EXTRACT ▸
-*-

We have had a fantastic Northwest berry season this year, but all good things must come to an end. The blueberries, strawberries, blackberries and raspberries are finishing up fast. On a more positive note, we do have fresh “wild Mountain Huckleberries” available, but I wouldn’t wait too long to freeze up your needs for the holiday season. To freeze simply rinse, drain, throw them into a freezer bag and place them in the freezer.
Fresh figs have peaked, although they should be available for a few more weeks. The supply will shrink each week but we will keep fresh figs available as long as possible.
The Turlock melon varieties are all but done, but we will have cantaloupe and honeydew for several more weeks. The orange honeydew (the best tasting of all) will end soon without notice. I’m hopeful we will have them through Sept. 20.

-*-

SET OF TASKS ▸
1. Which melon does the produce update call the best tasting of all?
2. Pick up the produce update after its final sentence and continue it.

[Dataset rows]

-*-

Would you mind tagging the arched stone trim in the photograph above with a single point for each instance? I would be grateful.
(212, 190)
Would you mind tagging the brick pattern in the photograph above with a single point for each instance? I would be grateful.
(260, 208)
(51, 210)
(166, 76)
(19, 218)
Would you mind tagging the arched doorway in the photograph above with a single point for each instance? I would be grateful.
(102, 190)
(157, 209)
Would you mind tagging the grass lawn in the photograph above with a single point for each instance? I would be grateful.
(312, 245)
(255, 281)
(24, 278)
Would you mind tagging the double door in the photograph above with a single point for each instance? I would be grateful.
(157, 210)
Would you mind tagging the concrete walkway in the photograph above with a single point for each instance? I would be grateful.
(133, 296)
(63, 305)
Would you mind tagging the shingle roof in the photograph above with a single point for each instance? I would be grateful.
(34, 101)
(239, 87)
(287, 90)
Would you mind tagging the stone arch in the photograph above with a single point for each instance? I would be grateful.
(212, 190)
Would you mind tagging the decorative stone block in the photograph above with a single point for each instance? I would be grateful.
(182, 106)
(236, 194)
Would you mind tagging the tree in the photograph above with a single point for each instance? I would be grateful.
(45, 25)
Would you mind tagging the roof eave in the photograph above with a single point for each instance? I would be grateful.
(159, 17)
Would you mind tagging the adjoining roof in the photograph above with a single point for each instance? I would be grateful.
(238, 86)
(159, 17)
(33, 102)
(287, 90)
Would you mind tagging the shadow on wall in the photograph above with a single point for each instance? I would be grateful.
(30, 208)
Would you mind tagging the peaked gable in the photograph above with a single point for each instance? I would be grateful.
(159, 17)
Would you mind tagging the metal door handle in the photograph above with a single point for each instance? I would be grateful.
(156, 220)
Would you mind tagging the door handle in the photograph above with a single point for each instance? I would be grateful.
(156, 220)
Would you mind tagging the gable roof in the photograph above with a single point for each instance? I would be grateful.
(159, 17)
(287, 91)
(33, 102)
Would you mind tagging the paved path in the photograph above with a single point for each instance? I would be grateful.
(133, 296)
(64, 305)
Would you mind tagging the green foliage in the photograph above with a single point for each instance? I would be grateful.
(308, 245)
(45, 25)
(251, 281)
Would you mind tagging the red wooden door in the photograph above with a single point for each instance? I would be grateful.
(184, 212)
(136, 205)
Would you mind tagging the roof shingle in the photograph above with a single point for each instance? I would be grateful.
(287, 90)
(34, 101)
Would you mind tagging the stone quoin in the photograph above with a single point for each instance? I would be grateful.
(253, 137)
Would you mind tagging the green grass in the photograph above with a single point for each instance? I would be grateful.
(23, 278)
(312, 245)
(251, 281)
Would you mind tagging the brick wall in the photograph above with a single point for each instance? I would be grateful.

-*-

ANSWERS TO THE TASKS ▸
1. The orange honeydew.

2.
But all that winding down doesn’t mean you have to give up fresh and seasonal! Northwest apples have started and new varieties arrive each week. Galas started a few weeks ago and we added the Honeycrisp and Jonagold apples over this past week or so. The new crops of Granny Smith, Golden Delicious and Fuji all arrive this next week....
(July 30, 2013) I just returned from a quick visit with our melon growers at Turlock Farms in Turlock, Calif., and I’m happy to announce that the melons are coming into their peak of perfection!
Four generations have grown melons on this farm, which brings nearly 100 years of experience into growing the finest eating melons to be found. It all started with Don’s dad, known as “Cantaloupe Smith,” in 1918. Don Smith, the second generation, was born and raised in Turlock and even though he’s now well into his 80s, he still has his hands in the farm. Steve Smith is th...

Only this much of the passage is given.